→ **Directions for this task**: In the material below, print every line exactly and omit the pictures.

*** Begin section ***

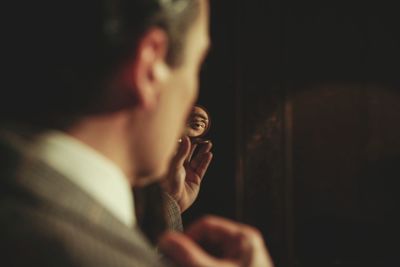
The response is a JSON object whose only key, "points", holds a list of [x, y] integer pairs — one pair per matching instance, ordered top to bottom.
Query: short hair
{"points": [[61, 54]]}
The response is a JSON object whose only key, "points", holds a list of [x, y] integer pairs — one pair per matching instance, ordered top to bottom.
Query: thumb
{"points": [[185, 252]]}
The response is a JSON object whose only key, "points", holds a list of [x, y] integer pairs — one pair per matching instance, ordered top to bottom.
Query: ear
{"points": [[150, 69]]}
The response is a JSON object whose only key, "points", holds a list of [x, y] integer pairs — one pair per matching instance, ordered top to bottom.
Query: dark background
{"points": [[305, 102]]}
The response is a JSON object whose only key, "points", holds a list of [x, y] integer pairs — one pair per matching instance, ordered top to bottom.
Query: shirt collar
{"points": [[91, 171]]}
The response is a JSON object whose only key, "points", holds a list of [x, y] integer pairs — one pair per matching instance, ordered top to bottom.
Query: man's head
{"points": [[71, 61]]}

*** End section ***

→ **Output below**:
The response is a JSON object whose only key, "points", holds a list of [x, y] integer pairs — one pair per matching instance, ordered top to bottom.
Query: short hair
{"points": [[61, 54]]}
The response is a JSON object whose only key, "points", holds a list of [x, y] integer pairs — one pair per matching instance, ordered top to bottom.
Query: thumb
{"points": [[185, 252]]}
The response is a JSON object whose only key, "points", holds a list of [x, y] integer pairs — one pair per matching instance, ordered top to bottom.
Query: ear
{"points": [[150, 69]]}
The response is a JSON object whose only key, "points", holds a list of [x, y] integer pairs — one pair per matching instance, ordered top to bottom.
Query: dark background
{"points": [[305, 102]]}
The response is a JSON object whose only key, "points", holds a list of [x, y] integer pairs — one pair per matching instance, ordered top to bottom.
Query: shirt collar
{"points": [[91, 171]]}
The response is a JSON object whose only key, "points", holds a list of [x, y] integer pairs — one pair per matching instance, ordered top to bottom.
Query: man's head
{"points": [[71, 61]]}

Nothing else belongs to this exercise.